Exercise prompt> All lines in the records that carry the string "hand" are to be shown.

Dataset extract>

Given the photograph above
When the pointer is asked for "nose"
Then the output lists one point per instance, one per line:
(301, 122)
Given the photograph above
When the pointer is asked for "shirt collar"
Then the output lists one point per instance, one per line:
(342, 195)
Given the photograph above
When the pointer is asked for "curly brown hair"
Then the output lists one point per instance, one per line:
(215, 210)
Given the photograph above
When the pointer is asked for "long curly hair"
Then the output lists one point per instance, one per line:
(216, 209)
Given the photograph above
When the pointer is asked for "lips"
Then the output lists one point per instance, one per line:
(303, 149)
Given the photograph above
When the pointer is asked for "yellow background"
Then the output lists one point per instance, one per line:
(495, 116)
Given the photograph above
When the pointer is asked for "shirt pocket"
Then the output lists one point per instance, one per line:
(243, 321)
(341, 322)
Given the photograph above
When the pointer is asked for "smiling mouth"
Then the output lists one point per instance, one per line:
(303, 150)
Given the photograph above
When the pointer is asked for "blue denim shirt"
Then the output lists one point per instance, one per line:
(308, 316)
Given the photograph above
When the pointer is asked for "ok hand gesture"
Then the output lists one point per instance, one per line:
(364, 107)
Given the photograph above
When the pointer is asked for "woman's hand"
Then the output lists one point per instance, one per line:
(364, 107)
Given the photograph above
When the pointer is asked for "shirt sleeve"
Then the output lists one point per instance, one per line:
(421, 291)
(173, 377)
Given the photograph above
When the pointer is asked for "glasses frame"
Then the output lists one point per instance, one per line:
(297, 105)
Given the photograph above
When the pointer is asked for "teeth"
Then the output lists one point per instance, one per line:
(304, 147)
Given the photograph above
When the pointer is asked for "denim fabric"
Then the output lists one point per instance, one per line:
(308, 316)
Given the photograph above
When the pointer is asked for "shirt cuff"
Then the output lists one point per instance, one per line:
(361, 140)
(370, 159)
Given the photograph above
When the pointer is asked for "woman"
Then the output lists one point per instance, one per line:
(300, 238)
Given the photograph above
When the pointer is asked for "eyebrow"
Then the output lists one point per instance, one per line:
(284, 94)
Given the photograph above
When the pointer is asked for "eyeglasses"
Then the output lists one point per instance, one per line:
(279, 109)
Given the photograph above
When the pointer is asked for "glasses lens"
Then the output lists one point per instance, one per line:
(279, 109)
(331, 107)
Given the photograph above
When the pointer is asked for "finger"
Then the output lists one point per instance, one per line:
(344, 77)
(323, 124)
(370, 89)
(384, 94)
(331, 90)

* * *

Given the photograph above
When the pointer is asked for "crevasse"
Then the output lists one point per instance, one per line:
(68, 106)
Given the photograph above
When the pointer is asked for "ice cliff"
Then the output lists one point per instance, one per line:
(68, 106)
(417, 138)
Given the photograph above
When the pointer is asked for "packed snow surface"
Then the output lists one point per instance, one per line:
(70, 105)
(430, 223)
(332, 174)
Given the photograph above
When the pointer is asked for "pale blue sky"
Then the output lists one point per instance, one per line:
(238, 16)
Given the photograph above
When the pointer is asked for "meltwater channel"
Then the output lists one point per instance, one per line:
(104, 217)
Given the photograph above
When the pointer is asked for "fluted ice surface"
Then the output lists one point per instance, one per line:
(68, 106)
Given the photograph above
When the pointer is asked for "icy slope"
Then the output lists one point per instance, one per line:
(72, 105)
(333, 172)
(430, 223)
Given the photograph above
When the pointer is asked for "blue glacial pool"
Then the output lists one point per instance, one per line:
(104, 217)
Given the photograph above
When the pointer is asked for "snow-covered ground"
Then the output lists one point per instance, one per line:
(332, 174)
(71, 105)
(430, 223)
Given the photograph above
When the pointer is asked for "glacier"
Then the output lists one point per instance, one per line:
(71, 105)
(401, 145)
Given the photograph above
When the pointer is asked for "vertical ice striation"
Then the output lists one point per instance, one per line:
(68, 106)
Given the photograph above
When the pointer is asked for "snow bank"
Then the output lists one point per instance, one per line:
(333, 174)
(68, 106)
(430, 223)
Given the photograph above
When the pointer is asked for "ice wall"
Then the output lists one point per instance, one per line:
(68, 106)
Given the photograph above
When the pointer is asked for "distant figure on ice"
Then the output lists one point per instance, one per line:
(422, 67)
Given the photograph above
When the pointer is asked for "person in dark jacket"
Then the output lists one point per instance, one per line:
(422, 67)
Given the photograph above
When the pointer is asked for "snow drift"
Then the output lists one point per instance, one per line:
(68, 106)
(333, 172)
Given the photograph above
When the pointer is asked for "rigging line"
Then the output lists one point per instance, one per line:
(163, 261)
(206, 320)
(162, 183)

--

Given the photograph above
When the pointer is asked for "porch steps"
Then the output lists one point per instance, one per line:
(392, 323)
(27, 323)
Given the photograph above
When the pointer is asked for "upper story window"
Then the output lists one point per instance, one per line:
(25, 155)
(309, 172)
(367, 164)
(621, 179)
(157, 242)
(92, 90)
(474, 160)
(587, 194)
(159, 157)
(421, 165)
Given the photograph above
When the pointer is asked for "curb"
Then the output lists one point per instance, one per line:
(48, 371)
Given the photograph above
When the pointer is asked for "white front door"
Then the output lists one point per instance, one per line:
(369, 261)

Reply>
When the pointer is asked for "ok hand gesture"
When the pointer is asked for "woman's hand"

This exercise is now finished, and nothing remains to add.